WRITTEN EXERCISE A: Set down the passage of the review of the Dick Francis novel from "There seems no" to "to someone else.".
WRITTEN EXERCISE B: Translate this sentence from the review of the Dick Francis novel into Spanish: "The poor woman has no safe and, as far as she knows, neither did her husband."
WRITTEN EXERCISE C: According to the review of the Dick Francis novel, how did George Millace die?

EXTRACT:
============

Wednesday, October 31, 2018

A Jockey/Photographer Finds Trouble in This Novel from Dick Francis

Philip Nore is a professional jockey and an amateur photographer, and it's the latter interest that gets him into trouble in this novel. Nore was acquainted with George Millace, a very good sports photographer who often frequented the race courses where Nore rode. Millace has recently died in an auto accident and then, to add insult to injury, someone has burglarized and trashed his house while his wife and family were attending his funeral.

There seems no larger significance to these incidents until someone returns to the house and assaults Millace's widow, demanding to know where the safe is. The poor woman has no safe and, as far as she knows, neither did her husband. But it's clear that Millace apparently possessed something that someone considers to be a potential threat. Given his occupation as a photographer, it's not a huge leap to imagine that he might have had photographs that could pose a threat to someone else.

Philip Nore steps in to assist the widow and in the process discovers what appears to be her husband's junk box. It contains some scraps of exposed film and other items that are not immediately identifiable. Curious, Nore begins to experiment with the items in his own darkroom, and once he does, he puts himself directly in the sights of some very dangerous people who will stop at nothing to protect their secrets.

============

(Items from a data source)
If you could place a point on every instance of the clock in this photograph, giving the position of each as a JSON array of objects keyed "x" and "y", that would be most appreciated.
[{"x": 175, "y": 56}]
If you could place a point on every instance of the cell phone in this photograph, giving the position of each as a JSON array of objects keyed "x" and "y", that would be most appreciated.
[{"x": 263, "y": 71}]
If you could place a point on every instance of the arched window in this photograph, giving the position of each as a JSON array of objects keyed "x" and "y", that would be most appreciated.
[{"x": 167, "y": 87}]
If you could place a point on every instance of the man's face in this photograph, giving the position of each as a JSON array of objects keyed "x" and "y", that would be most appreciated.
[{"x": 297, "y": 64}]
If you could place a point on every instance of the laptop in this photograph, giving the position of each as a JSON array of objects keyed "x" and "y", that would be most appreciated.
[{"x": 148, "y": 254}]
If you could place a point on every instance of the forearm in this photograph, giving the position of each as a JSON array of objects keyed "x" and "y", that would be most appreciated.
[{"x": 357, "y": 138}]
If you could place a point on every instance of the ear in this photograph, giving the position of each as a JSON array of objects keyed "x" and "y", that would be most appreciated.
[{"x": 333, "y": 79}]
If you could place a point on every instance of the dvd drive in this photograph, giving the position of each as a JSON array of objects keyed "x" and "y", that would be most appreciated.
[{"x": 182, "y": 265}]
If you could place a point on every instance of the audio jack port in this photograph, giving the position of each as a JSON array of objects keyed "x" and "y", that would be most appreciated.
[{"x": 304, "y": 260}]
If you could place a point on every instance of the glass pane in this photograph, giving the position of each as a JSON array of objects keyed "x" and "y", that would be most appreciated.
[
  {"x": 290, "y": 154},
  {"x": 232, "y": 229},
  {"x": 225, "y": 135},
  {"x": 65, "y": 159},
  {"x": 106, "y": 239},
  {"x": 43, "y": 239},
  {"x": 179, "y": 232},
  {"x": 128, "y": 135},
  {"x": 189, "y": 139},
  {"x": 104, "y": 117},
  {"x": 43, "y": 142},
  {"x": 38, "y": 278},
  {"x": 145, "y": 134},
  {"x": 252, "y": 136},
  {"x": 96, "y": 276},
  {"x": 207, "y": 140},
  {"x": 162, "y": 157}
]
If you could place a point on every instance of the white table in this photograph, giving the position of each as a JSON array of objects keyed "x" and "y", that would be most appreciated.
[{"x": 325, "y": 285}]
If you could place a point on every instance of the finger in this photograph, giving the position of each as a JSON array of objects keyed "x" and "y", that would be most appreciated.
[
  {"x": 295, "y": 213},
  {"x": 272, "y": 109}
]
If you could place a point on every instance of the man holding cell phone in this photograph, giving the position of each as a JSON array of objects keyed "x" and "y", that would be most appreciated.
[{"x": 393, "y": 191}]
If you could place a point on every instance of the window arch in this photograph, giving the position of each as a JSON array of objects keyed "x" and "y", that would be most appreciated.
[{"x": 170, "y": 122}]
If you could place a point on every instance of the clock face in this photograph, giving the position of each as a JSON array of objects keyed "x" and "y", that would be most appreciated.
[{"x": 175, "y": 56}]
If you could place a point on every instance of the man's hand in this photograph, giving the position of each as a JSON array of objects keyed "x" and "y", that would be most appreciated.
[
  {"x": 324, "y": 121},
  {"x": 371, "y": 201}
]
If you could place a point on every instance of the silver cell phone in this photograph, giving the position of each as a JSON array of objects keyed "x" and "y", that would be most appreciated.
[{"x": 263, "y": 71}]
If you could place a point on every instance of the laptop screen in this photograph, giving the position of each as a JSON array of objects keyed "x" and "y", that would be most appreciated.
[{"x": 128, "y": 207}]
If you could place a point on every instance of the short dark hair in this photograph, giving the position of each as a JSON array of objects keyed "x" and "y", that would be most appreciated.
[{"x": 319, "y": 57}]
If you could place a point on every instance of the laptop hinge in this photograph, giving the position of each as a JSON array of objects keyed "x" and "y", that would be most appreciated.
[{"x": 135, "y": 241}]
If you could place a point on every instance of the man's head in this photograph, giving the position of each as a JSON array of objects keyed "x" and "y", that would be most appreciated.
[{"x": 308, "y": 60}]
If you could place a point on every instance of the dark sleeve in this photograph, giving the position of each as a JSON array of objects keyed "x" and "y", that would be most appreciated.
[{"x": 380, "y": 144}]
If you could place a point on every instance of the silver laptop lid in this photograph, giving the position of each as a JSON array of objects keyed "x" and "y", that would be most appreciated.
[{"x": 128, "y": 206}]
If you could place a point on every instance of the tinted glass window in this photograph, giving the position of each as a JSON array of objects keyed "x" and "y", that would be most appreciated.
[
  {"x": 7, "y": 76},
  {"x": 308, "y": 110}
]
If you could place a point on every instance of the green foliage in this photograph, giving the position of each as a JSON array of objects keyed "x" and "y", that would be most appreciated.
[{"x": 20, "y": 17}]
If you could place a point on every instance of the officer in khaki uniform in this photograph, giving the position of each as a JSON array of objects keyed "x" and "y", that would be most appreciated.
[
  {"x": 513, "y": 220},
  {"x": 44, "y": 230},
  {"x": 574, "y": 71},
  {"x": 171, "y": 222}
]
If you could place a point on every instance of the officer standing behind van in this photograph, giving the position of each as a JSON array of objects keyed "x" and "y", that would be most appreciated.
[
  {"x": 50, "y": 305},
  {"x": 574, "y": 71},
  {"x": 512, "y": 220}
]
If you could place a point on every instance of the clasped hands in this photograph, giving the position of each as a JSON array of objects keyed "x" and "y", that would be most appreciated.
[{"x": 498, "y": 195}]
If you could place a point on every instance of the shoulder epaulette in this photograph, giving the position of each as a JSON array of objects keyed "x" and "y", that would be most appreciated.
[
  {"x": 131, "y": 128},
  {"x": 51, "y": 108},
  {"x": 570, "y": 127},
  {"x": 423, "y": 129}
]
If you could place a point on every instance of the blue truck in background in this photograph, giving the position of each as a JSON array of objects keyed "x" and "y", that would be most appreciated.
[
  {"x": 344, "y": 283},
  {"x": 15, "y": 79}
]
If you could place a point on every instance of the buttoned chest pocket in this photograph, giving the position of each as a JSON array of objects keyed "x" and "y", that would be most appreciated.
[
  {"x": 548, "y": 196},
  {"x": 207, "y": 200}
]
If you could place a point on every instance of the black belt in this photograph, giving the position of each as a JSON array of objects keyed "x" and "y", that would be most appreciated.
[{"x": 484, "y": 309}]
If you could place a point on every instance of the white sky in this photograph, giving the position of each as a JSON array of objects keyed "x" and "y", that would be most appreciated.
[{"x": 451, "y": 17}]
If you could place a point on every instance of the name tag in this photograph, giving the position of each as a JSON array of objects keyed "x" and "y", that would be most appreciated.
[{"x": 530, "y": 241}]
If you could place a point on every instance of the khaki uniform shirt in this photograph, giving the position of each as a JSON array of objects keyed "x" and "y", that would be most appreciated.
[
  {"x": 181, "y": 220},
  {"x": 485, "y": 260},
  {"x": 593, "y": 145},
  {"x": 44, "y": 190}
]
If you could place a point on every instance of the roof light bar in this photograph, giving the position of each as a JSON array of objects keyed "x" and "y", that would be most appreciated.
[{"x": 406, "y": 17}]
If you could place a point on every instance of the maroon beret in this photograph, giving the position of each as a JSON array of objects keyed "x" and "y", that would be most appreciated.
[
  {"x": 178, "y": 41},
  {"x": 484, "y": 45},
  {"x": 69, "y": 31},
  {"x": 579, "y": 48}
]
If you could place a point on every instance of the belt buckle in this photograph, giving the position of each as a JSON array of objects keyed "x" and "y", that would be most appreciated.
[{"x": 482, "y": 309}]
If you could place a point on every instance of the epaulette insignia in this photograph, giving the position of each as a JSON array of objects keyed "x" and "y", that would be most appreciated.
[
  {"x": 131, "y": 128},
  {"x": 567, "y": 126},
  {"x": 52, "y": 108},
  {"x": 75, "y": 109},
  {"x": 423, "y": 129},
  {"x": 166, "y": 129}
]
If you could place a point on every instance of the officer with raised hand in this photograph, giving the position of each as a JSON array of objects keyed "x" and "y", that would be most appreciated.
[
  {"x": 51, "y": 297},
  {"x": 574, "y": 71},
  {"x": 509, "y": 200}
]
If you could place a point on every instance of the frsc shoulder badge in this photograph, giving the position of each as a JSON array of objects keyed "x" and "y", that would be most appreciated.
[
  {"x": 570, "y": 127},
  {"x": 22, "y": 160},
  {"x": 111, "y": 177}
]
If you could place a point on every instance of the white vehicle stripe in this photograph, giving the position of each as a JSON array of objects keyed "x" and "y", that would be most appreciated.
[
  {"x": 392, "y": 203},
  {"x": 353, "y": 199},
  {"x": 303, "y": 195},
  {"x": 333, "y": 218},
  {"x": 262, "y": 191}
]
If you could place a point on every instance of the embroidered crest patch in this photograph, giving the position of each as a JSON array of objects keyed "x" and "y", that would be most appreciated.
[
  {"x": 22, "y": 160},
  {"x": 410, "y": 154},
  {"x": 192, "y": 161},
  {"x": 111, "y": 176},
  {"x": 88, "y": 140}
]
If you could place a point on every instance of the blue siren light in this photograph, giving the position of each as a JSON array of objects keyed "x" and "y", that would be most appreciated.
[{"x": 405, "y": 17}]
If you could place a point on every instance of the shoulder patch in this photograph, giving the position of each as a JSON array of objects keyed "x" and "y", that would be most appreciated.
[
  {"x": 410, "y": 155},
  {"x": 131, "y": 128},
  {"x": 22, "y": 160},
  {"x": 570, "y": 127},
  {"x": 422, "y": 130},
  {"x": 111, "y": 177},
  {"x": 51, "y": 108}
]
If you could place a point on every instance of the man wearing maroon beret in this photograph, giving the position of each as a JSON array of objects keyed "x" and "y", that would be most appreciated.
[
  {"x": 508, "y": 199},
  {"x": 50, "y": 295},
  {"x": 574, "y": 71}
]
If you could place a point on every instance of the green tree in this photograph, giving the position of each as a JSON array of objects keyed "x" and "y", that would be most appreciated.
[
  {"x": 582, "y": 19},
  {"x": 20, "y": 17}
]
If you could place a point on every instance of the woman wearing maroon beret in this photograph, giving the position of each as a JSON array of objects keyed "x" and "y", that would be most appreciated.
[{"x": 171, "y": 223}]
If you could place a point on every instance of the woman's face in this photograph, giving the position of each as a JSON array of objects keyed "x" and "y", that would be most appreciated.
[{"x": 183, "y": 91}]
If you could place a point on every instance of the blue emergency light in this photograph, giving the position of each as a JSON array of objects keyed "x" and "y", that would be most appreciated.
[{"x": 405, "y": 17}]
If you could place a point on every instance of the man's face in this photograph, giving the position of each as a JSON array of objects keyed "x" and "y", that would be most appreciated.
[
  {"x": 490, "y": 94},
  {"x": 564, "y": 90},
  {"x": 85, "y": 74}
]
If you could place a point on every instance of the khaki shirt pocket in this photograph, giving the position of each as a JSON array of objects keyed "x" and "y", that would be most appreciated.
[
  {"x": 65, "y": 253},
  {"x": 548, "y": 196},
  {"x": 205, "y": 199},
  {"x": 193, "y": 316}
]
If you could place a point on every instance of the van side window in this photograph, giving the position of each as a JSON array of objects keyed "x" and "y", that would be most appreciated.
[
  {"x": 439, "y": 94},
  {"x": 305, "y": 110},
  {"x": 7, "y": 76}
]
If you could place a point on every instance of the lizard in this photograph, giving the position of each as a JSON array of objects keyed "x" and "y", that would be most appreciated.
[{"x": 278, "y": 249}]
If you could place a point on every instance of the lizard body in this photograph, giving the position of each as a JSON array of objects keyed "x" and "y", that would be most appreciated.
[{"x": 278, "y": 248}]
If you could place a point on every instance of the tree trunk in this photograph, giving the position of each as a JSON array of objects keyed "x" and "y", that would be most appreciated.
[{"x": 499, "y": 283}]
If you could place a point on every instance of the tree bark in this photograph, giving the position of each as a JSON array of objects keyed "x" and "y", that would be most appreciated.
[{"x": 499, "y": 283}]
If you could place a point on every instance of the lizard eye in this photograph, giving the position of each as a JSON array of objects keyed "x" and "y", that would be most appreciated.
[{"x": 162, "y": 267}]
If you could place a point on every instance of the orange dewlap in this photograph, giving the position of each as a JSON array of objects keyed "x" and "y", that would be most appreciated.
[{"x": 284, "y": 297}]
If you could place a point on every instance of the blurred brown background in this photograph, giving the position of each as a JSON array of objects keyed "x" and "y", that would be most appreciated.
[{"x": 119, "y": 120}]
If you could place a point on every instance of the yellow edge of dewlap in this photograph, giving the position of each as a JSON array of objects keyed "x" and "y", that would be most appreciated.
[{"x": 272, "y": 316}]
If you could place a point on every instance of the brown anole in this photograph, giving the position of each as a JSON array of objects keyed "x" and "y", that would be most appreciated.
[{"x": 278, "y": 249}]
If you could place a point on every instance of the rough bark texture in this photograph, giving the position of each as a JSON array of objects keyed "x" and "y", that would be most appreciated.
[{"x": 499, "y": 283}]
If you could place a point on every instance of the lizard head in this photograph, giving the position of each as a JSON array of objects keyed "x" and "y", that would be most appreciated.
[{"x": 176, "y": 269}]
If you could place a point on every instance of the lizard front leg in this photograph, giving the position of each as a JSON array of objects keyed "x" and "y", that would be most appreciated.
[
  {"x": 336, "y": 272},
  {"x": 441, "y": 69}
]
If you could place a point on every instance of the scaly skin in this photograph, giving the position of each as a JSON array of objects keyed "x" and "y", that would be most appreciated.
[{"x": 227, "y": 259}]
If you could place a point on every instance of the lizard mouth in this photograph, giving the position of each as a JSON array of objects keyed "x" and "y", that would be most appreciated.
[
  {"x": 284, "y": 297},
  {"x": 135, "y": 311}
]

============

EXPECTED OUTPUT A:
There seems no larger significance to these incidents until someone returns to the house and assaults Millace's widow, demanding to know where the safe is. The poor woman has no safe and, as far as she knows, neither did her husband. But it's clear that Millace apparently possessed something that someone considers to be a potential threat. Given his occupation as a photographer, it's not a huge leap to imagine that he might have had photographs that could pose a threat to someone else.

EXPECTED OUTPUT B: La pobre mujer no tiene caja fuerte y, hasta donde ella sabe, su esposo tampoco la tenía.

EXPECTED OUTPUT C: He died in an auto accident.